§ **Directions for this task**
Can you rewrite the stretch of items below, from the line containing "Find and box nose in this screenshot." through the line containing "[1200,606,1411,654]", as a numbered list with any blank lines dropped?

§ **Extracted entries**
(begin)

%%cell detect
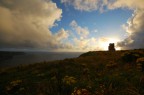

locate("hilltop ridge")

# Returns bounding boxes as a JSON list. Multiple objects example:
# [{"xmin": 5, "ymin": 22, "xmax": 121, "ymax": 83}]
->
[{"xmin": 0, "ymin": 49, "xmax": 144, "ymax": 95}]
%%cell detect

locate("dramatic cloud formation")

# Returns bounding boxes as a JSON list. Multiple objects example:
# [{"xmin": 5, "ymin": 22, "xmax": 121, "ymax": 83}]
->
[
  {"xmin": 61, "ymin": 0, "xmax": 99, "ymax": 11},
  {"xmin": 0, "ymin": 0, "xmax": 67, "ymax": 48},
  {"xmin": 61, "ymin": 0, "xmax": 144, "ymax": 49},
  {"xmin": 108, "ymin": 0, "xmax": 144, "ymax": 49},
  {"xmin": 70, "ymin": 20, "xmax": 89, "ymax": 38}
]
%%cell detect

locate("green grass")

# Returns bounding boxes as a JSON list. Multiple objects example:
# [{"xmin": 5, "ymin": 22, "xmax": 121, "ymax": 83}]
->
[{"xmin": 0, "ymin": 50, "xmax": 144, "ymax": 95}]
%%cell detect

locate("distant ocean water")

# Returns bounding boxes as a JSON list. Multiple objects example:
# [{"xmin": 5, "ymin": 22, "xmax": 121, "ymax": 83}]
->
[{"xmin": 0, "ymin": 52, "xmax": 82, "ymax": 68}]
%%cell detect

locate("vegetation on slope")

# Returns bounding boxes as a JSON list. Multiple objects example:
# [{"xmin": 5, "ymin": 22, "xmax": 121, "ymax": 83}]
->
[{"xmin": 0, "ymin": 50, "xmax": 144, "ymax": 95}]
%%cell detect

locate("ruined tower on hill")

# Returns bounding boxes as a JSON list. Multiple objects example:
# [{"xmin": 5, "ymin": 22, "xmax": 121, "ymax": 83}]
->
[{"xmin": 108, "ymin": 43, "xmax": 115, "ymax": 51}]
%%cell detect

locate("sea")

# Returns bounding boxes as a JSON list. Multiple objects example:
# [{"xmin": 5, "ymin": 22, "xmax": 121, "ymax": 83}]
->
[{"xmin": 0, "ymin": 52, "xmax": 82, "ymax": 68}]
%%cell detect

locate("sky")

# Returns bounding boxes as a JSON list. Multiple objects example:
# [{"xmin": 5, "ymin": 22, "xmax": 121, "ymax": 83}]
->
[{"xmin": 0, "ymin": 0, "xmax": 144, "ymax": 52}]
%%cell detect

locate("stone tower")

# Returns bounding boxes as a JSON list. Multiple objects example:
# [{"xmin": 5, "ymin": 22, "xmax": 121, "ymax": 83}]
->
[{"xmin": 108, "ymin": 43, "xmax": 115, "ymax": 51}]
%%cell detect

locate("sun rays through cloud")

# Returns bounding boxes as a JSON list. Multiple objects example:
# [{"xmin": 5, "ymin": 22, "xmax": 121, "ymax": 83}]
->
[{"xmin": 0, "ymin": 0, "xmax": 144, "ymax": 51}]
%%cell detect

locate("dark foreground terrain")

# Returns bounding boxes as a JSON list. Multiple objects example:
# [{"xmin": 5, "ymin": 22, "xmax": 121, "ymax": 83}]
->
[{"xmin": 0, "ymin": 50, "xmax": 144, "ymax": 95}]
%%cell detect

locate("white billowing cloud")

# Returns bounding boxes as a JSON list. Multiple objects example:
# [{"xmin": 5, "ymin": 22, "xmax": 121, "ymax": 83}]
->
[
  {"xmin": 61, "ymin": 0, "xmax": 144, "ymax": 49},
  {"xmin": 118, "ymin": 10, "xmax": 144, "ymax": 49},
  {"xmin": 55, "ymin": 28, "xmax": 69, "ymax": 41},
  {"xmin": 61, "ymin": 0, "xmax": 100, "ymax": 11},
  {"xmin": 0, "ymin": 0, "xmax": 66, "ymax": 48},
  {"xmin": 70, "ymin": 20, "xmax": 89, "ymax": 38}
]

(end)
(begin)

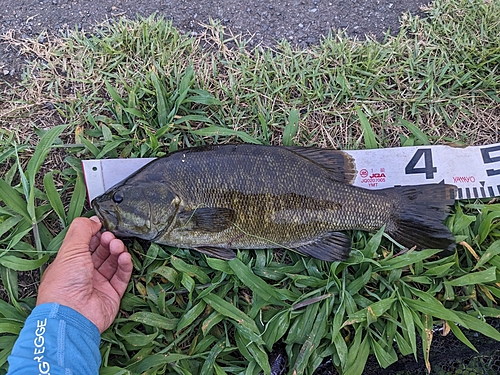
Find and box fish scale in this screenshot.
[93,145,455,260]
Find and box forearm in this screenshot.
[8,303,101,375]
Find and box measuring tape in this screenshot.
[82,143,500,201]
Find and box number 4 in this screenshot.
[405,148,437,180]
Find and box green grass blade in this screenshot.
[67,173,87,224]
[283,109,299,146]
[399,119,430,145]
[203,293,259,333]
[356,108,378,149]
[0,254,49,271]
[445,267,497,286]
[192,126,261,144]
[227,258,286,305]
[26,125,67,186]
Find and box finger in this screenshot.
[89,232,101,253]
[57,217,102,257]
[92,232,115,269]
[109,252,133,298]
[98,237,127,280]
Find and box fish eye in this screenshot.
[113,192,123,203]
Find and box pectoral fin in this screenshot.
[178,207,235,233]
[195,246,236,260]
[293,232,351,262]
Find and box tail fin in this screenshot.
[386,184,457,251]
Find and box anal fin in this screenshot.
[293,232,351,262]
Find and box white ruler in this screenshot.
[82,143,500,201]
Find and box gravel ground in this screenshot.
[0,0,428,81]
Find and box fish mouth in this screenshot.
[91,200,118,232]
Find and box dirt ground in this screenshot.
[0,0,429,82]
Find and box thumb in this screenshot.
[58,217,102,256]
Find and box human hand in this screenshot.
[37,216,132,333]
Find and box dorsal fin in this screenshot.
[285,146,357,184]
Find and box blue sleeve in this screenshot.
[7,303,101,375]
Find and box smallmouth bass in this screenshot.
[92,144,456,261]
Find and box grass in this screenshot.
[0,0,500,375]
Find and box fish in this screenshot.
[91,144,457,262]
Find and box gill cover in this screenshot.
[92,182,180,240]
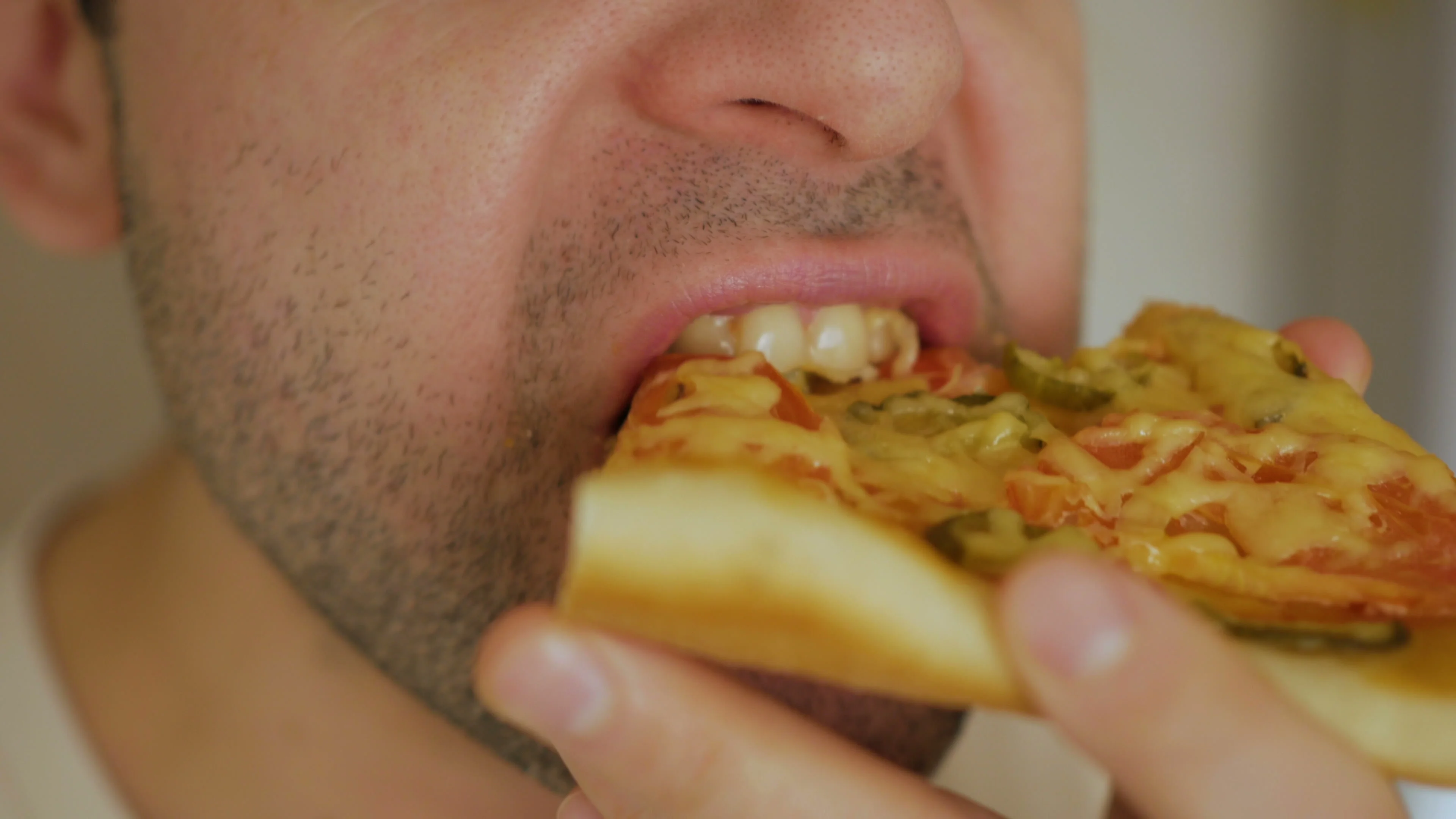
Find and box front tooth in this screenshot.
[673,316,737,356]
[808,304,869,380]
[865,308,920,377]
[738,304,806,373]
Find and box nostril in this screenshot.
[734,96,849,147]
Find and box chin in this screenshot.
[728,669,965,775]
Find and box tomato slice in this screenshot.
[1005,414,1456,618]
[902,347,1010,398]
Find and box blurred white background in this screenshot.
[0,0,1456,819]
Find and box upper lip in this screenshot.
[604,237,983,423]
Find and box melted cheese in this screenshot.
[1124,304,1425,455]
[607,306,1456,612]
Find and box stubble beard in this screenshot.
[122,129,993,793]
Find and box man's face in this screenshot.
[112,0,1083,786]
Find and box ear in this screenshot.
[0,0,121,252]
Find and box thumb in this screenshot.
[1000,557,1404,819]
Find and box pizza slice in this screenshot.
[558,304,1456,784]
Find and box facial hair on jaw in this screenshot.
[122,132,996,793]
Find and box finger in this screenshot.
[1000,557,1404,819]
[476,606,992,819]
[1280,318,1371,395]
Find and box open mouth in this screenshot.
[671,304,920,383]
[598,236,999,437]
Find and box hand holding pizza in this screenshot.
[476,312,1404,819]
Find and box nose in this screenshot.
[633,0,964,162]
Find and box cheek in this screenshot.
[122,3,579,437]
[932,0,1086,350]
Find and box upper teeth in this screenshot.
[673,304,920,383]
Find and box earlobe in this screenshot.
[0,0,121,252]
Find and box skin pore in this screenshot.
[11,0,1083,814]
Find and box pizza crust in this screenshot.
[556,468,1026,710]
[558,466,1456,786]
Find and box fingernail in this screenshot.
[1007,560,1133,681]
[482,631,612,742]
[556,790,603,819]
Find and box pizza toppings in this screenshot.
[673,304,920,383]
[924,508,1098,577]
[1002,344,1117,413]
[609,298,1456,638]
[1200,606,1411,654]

(end)

§ **Solution to this task**
1. Find and box nose in this screenshot.
2. [633,0,964,162]
3. Find and box cheek in this screenshot.
4. [122,3,579,437]
5. [932,0,1086,350]
6. Find and box upper teeth in this screenshot.
7. [673,304,920,383]
8. Find and box earlobe in this screenshot.
9. [0,0,121,252]
10. Find and box skin pore in this screenshot.
11. [11,0,1083,814]
12. Find and box pizza crust in this screenshot.
13. [556,468,1026,710]
14. [558,466,1456,786]
15. Find and box fingernail in this screenshot.
16. [1007,560,1133,681]
17. [482,631,612,742]
18. [556,790,603,819]
19. Find and box pizza toppings in this screenshot.
20. [673,304,920,383]
21. [924,508,1098,577]
22. [1002,344,1117,413]
23. [609,298,1456,638]
24. [1200,606,1411,654]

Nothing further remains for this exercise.